SOURCE DATA.
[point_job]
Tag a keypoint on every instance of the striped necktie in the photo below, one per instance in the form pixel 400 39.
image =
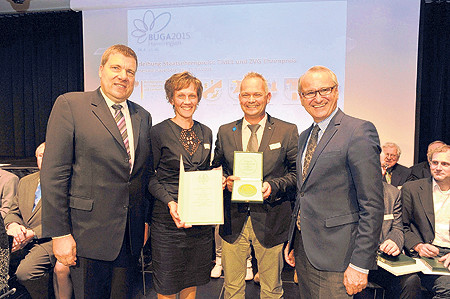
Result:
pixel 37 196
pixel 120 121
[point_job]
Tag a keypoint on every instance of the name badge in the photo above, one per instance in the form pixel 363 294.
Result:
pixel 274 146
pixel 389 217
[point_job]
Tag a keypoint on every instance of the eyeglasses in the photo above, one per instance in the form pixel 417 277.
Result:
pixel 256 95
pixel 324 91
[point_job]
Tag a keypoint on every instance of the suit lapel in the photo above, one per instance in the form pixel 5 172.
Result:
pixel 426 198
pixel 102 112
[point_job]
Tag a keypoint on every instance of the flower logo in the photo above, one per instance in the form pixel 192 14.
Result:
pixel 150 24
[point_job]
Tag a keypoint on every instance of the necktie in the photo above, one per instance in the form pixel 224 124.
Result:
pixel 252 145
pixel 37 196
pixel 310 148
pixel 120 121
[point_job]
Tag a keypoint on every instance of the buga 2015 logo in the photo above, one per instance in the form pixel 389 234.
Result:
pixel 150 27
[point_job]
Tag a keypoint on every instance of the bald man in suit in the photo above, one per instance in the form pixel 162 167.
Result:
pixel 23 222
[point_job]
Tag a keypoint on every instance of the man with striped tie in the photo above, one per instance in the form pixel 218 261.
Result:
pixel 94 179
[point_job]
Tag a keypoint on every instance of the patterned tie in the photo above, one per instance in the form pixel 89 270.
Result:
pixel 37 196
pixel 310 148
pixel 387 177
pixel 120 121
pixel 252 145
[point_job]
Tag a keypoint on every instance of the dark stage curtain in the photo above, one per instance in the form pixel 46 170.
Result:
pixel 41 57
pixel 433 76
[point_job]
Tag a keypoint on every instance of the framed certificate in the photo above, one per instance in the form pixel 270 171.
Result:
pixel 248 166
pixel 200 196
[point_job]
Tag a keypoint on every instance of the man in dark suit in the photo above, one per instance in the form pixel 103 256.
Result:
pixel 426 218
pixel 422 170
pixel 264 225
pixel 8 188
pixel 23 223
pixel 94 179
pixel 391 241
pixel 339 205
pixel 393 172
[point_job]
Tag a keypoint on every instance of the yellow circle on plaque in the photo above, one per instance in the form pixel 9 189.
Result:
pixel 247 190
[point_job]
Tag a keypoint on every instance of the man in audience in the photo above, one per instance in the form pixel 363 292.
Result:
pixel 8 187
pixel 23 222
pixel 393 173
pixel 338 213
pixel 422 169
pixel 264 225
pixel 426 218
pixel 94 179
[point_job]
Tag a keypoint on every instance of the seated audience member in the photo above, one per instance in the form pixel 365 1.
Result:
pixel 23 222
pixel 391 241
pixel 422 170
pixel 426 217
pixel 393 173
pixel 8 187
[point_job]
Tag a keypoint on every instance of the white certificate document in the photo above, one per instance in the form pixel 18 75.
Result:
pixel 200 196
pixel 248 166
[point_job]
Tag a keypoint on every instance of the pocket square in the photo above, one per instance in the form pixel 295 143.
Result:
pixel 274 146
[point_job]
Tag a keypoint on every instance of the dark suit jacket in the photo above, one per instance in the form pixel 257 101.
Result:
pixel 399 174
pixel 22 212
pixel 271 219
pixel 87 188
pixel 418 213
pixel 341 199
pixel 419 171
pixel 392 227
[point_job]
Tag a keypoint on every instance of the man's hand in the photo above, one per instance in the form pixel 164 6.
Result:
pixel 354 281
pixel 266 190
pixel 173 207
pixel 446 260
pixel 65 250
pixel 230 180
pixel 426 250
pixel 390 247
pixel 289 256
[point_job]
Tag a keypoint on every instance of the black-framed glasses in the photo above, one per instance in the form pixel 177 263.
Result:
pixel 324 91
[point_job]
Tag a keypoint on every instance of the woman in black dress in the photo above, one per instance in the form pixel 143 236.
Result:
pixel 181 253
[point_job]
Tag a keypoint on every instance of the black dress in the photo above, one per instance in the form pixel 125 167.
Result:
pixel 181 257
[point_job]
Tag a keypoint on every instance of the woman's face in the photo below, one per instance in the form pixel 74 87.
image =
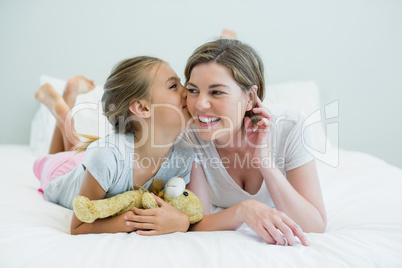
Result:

TASK PROMPT.
Could you print all the entries exactly as they stand, with the pictures left out?

EXERCISE ANSWER.
[point_job]
Tag a keypoint on every instance of the striped necktie in the photo below, one per instance in the form pixel 400 39.
image =
Result:
pixel 37 196
pixel 120 121
[point_job]
Tag a keypoint on every instance of the name badge in the photo above, one per instance in the form pixel 363 294.
Result:
pixel 274 146
pixel 389 217
[point_job]
Tag a keypoint on every instance of the eyeglasses in the photo above, one per instance in the form pixel 417 277.
Result:
pixel 256 95
pixel 324 91
[point_job]
Tag a keypoint on every instance of the suit lapel in the photo above, one per instance in the form pixel 5 172.
Result:
pixel 426 198
pixel 102 112
[point_job]
Tag a keypoint on every instance of the flower logo in the photo above, one per instance in the form pixel 192 14.
Result:
pixel 150 24
[point_job]
Tag a keypoint on every instance of the necktie in the photo above, one per instance in the form pixel 224 124.
Result:
pixel 252 145
pixel 37 196
pixel 310 148
pixel 120 121
[point_job]
Tag a keypoint on every instance of the buga 2015 logo in the photo above, one per instance in the form pixel 389 234.
Result:
pixel 150 27
[point_job]
Tag a keypoint on every instance of the bald man in suit in the photo above, one per instance in the form pixel 162 167.
Result:
pixel 23 222
[point_job]
Tag a keypoint on every instance of the man with striped tie in the photo above, one per instance in the form pixel 218 261.
Result:
pixel 94 179
[point_job]
Tag a keypoint on every instance of the patterned tie in the photo above, one per instance in the form pixel 89 270.
Result:
pixel 37 196
pixel 310 148
pixel 387 177
pixel 120 121
pixel 252 145
[point_job]
Tag a keypoint on every instance of the dark stage curtain in the photo above, one per instance in the form pixel 46 170.
Result:
pixel 41 57
pixel 433 76
[point_job]
Tag a keypoint on every instance of the framed certificate in the photo above, one per instance in the form pixel 270 171.
Result:
pixel 248 166
pixel 200 196
[point_job]
Tag a keypoint on every instance of the man in dark suit in the photo above, one per instance in the form pixel 103 256.
Result:
pixel 426 218
pixel 422 170
pixel 264 225
pixel 8 188
pixel 23 223
pixel 94 179
pixel 391 241
pixel 339 205
pixel 393 172
[point_job]
Tag a keypoint on every instance of the yellow circle on plaque in the photo above, one per instance in the form pixel 9 189.
Result:
pixel 247 190
[point_job]
Tag a keypoint on every instance of the man in audience in the photo above, one per instance in the form pixel 363 292.
Result:
pixel 8 187
pixel 23 222
pixel 393 173
pixel 338 213
pixel 422 169
pixel 264 225
pixel 426 218
pixel 94 179
[point_job]
Tag a keypoint on every instance of the seated audience member in the photo above, one per instance in the form pixel 365 1.
Result:
pixel 23 222
pixel 391 241
pixel 422 170
pixel 426 217
pixel 393 173
pixel 8 187
[point_job]
Tag a keypoint on every instance of the white certificate document in the photo above, one per instance in the form pixel 18 75.
Result:
pixel 200 196
pixel 248 166
[point_job]
Tag a keypoint on every instance of the pocket square in the photo above, one per instance in the form pixel 295 143.
Result:
pixel 274 146
[point_job]
Tag a keypoint on every instance of the dark suit jacket in the photo above, one per instance in the form pixel 257 101.
Result:
pixel 399 174
pixel 22 212
pixel 271 219
pixel 87 188
pixel 418 213
pixel 341 199
pixel 419 171
pixel 392 227
[point_job]
Tag a keypoint on every instance of the man's hand in the photo above, one per instance in the form pixel 164 6.
Result:
pixel 354 281
pixel 266 190
pixel 173 207
pixel 446 260
pixel 65 250
pixel 230 180
pixel 426 250
pixel 390 247
pixel 289 256
[point_job]
Tag a keypoint on every instance of the black-framed glasses in the photo above, one per instance in the form pixel 177 263.
Result:
pixel 324 91
[point_job]
Tag a keypoint on every instance of the woman in black dress in the photo above, one per instance in the form pixel 143 236.
Result:
pixel 181 253
[point_job]
Tag a keypoint on every instance of the black dress in the photo above, one per instance in the form pixel 125 167.
Result:
pixel 181 257
[point_job]
Tag a keypoint on every instance of the woman's face in the photo below, one per instance in the form pixel 74 87.
image =
Result:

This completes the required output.